* _WORK ORDER_
Copy all lines containing the string "brown" from the records below.

Segment Start: DATA FOR REVIEW

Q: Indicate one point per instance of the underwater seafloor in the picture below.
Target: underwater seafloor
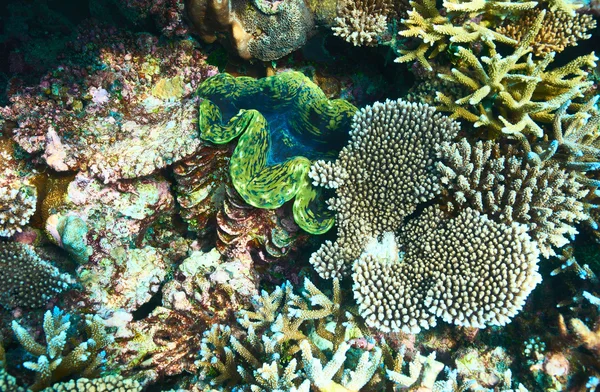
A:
(299, 195)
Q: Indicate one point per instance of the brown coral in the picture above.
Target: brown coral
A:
(559, 30)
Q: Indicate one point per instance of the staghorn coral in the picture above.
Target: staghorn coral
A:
(380, 177)
(285, 330)
(263, 30)
(129, 115)
(361, 22)
(510, 95)
(27, 280)
(509, 188)
(468, 270)
(18, 196)
(436, 31)
(53, 362)
(559, 30)
(106, 383)
(266, 167)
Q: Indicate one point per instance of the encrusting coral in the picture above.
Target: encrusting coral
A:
(18, 196)
(360, 22)
(467, 270)
(510, 188)
(266, 168)
(53, 362)
(513, 95)
(380, 177)
(27, 280)
(80, 119)
(559, 30)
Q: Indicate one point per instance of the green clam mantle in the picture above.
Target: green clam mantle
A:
(284, 123)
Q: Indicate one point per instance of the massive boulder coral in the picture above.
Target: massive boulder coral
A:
(380, 177)
(509, 188)
(127, 116)
(468, 270)
(269, 166)
(27, 280)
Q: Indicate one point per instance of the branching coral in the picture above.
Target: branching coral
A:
(285, 330)
(361, 22)
(107, 383)
(53, 362)
(26, 279)
(266, 168)
(18, 197)
(437, 31)
(509, 188)
(513, 96)
(559, 30)
(205, 290)
(380, 177)
(468, 270)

Segment End: DATA FOR REVIEW

* _TASK RESPONSE_
Q: Indicate one point per instance of the brown coral in the picture above.
Target: brown coral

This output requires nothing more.